Please repeat the records word for word, from their first line through the line containing "column 114, row 96", inclusive. Leave the pictures out of your answer.

### DATA ENTRIES
* * * * * * * * *
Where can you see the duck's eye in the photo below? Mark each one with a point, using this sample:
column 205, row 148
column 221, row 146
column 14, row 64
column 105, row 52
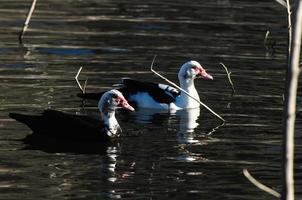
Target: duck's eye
column 114, row 96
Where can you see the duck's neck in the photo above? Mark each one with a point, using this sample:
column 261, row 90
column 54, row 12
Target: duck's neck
column 184, row 101
column 111, row 125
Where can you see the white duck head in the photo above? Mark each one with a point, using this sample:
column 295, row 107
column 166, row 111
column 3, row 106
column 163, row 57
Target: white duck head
column 187, row 74
column 109, row 102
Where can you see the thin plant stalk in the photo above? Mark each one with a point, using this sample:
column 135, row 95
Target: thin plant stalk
column 229, row 78
column 260, row 185
column 77, row 80
column 289, row 117
column 25, row 26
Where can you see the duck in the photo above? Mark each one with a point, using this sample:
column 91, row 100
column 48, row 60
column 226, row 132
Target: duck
column 161, row 96
column 61, row 127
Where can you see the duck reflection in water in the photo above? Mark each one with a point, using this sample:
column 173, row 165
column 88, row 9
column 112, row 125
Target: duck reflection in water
column 187, row 124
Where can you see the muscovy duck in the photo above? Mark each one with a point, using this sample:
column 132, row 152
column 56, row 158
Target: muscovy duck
column 63, row 127
column 161, row 96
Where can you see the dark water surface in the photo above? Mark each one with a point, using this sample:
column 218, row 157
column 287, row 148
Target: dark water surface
column 160, row 156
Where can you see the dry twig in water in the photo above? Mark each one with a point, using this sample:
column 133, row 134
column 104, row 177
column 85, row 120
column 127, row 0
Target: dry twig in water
column 260, row 185
column 25, row 26
column 83, row 89
column 201, row 103
column 282, row 2
column 229, row 77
* * * * * * * * *
### RESPONSE TO THIS TASK
Where can you see the duck's eye in the photo below? Mark each one with a point, using this sample:
column 205, row 148
column 221, row 146
column 14, row 64
column 105, row 52
Target: duck's eye
column 114, row 96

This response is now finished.